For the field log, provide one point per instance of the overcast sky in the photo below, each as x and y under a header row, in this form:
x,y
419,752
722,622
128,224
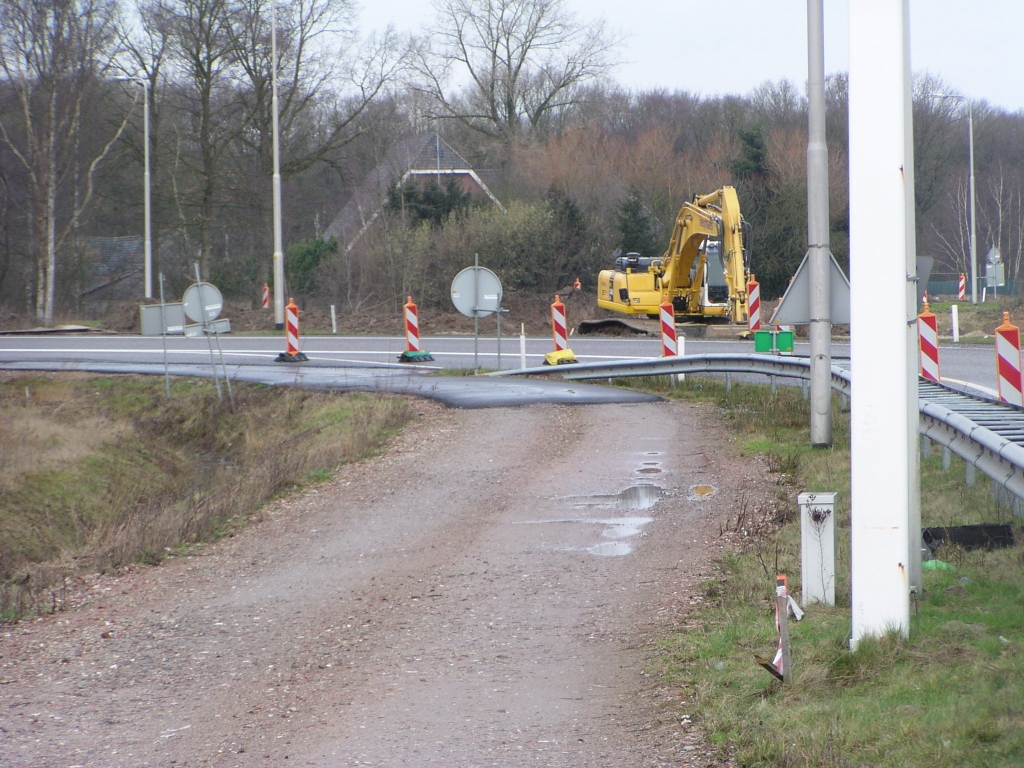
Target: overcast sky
x,y
974,45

-- -- --

## Problem description:
Give back the full listing verbatim, skipping each picture.

## Final answer:
For the field log, provide one point per instance of the overcast sky in the photo below, each as x and y under a header row, in this form:
x,y
419,752
722,622
128,224
Target: overcast sky
x,y
974,45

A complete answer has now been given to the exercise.